## Text
########
Zacarias Moussaoui: "Please
Teach Me to Steer This Commercial Jetliner. Forget About Takeoffs and
Landings"
October 7, 2001
Please evaluate the following
scenario:
- February, 2001: a
33 year-old French citizen of Moroccan descent, Zacarias Moussaoui,
enters the United States
- March-May: Moussaoui receives 57 hours of
flying lessons from an Oklahoma flight school, but leaves without
enough training to receive a pilot's license
- May: Moussaoui
contacts a Minnesota flying academy about training on a jet
simulator. He says he wants to become familiar with big jets and
their cockpits
- August 13: Moussaoui's
$8,300 training course begins. He is only interested in learning how
to make turns in the large commercial aircraft, and shows no interest
in learning how to take off or land. He also asks about flying
over New York air space.
- shortly thereafter: an
alarmed instructor from the flight school contacts the Minneapolis
office of the FBI to report Moussaoui's suspicious behavior
- August 17: Moussaoui
is arrested on immigration charges and his computer
seized. He immediately and consistently thereafter refuses to
cooperate with law enforcement officials.
- sometime between
August 17-27: The
FBI issues a "trace," requesting information on Moussaoui
from friendly foreign governments.
########
## Provided data
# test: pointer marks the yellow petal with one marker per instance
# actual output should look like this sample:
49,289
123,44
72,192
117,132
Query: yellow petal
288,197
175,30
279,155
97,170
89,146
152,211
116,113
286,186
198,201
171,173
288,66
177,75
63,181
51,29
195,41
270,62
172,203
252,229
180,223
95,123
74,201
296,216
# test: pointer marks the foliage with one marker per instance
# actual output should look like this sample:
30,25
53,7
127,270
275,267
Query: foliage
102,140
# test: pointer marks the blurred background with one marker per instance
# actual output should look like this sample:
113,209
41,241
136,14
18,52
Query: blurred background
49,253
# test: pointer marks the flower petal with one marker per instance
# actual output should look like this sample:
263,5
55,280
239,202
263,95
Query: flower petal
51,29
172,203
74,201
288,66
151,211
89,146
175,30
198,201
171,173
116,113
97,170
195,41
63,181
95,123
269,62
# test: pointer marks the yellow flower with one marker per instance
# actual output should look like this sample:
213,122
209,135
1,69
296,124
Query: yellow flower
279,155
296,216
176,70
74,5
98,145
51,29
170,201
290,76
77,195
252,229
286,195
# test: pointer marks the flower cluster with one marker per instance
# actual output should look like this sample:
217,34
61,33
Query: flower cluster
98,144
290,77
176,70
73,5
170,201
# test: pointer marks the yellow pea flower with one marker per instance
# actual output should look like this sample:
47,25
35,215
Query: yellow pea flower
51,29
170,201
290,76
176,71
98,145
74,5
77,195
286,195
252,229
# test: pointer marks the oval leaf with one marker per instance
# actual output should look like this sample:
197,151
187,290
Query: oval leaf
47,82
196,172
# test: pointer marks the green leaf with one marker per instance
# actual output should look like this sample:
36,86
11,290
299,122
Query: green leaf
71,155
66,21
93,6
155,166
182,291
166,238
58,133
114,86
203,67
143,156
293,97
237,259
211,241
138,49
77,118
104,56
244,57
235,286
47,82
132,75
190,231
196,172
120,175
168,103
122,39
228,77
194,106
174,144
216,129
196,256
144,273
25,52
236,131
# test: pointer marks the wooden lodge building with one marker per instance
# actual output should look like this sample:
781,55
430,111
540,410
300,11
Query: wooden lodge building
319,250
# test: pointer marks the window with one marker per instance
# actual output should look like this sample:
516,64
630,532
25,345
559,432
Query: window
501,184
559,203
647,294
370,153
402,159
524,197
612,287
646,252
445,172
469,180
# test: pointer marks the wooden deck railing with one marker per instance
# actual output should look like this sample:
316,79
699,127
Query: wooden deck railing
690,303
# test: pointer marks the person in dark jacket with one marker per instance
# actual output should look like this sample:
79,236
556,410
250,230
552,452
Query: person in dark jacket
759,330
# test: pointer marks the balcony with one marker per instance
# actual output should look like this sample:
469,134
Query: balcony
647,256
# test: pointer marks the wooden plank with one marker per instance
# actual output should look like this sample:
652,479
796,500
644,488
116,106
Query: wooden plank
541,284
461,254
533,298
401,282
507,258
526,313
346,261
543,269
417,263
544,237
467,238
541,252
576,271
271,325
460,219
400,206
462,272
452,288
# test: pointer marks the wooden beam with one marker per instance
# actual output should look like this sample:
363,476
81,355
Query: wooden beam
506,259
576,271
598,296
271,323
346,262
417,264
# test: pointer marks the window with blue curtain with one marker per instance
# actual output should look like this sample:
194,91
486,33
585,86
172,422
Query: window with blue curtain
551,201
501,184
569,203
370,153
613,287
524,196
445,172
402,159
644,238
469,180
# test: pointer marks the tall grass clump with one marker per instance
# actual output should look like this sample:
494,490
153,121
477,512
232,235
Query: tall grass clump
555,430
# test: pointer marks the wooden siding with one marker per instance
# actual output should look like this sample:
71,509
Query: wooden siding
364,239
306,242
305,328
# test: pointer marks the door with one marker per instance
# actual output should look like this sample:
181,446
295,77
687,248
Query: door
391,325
########
## Task objective
Reproduce word for word the passage of the Moussaoui timeline that opens with the words containing "- shortly thereafter: an" and closes with "friendly foreign governments.". Rely on the Moussaoui timeline alone, not on the data.

## Output
- shortly thereafter: an
alarmed instructor from the flight school contacts the Minneapolis
office of the FBI to report Moussaoui's suspicious behavior
- August 17: Moussaoui
is arrested on immigration charges and his computer
seized. He immediately and consistently thereafter refuses to
cooperate with law enforcement officials.
- sometime between
August 17-27: The
FBI issues a "trace," requesting information on Moussaoui
from friendly foreign governments.